## FRAGMENT

..............................

Informacja o Rajmundzie Janczyku ps. Ren

Brat nasz, Rajmund Janczyk, urodzony w styczniu 1925 roku w Warszawie, brał czynny udział w Powstaniu Warszawskim i zginął prawdopodobnie we wrześniu 1944 r. w domu przy ul. Okrąg 4a, przypuszczalnie między 17 a 23 września. Nosił pseudonim Ren.

We wrześniu 1939 roku był w Warszawie na Woli i na Powiślu. Przeżycia z obleganej Warszawy znalazły wyraz w napisanym przez niego wierszu pod datą 9 stycznia 1941 roku w pamiętniku, pisanym w okresie od 1.01.1941 do 30.09.1941, jednej z niewielu pamiątek, jakie po nim zostały.

Po ukończeniu zawodowej szkoły im. Konarskiego – w roku 1943/44, był uczniem klasy wstępnej Wawelberga, która mieściła się w gmachu Architektury Politechniki Warszawskiej przy ul. Koszykowej. „Oficjalnie" była to szkoła podnosząca kwalifikacje robotników. Cała ich grupa (klasa?) pracowała w Ursusie, w fabryce znanej później jako producent ciągników rolniczych. Wszyscy również należeli do Armii Krajowej - ich grupę brat nazywał „pakietem". W przeddzień Powstania brat poszedł na zbiórkę gdzieś na Powiśle, mimo że ich terenem działania miały być (o ile pamiętamy) okolice Żelaznej. Tam wcześniej rozpoznawali teren, mieli magazyn broni itp.

Od kolegi brata, który zgłosił się do nas po wyzwoleniu, dowiedzieliśmy się, że Renek został ranny na barykadzie przy Solcu (czy Czerwonego Krzyża?) w dniu 14 .08.1944 roku. Został zabrany do prowizorycznego szpitala przy ul. Okrąg 4a, gdzie bez znieczulenia przeszedł ciężką operację uda. Stan jego poprawiał się. Podobno kolega odwiedził go dwukrotnie.

Poszukiwaliśmy brata po wojnie poprzez Czerwony Krzyż.

..............................

## FRAGMENTY ZBIORU DANYCH
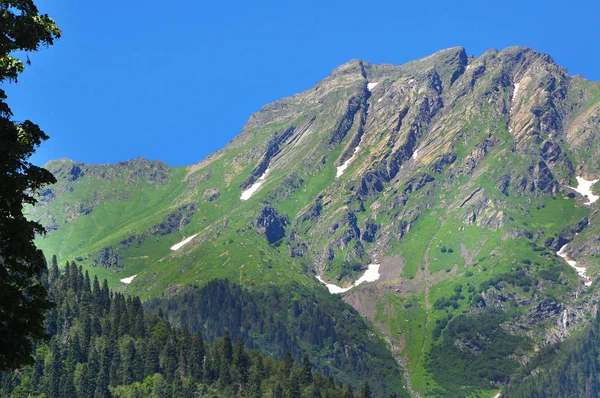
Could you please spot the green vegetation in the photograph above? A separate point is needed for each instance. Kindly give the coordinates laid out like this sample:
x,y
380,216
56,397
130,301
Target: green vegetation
x,y
474,352
23,298
567,369
103,345
293,320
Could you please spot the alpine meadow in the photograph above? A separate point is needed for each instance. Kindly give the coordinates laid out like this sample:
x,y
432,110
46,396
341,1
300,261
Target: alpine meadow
x,y
422,230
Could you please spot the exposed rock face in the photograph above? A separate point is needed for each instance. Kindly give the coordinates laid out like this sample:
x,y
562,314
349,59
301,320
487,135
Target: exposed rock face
x,y
270,224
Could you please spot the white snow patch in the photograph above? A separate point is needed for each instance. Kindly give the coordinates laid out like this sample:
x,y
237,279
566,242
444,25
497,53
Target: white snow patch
x,y
516,90
247,194
584,188
580,270
178,246
128,280
370,275
344,166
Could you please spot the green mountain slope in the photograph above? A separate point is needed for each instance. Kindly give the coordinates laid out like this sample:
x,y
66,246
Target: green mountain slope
x,y
452,174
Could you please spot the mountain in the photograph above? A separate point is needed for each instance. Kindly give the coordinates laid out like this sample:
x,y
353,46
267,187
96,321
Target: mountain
x,y
452,187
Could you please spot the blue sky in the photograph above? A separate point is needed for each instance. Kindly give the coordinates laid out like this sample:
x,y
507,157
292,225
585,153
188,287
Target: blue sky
x,y
178,82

..............................

## TWOJE ZADANIA
1) Zmień w tekście o Rajmundzie Janczyku fragment, który otwierają słowa „Od kolegi brata, który”, a zamykają słowa „odwiedził go dwukrotnie.”, zastępując w nim „prowizorycznego” wyrazem „polowego”, i podaj cały ten fragment po zmianie.
2) Przefiltruj rekordy i wypisz każdy wiersz zawierający ciąg „patch”, przy czym wielkość liter ma znaczenie.
Tekst i rekordy pochodzą z różnych źródeł.

## ODPOWIEDZI PO KOLEI
1)
Od kolegi brata, który zgłosił się do nas po wyzwoleniu, dowiedzieliśmy się, że Renek został ranny na barykadzie przy Solcu (czy Czerwonego Krzyża?) w dniu 14 .08.1944 roku. Został zabrany do polowego szpitala przy ul. Okrąg 4a, gdzie bez znieczulenia przeszedł ciężką operację uda. Stan jego poprawiał się. Podobno kolega odwiedził go dwukrotnie.

2)
Could you please spot the white snow patch in the photograph above? A separate point is needed for each instance. Kindly give the coordinates laid out like this sample:
Target: white snow patch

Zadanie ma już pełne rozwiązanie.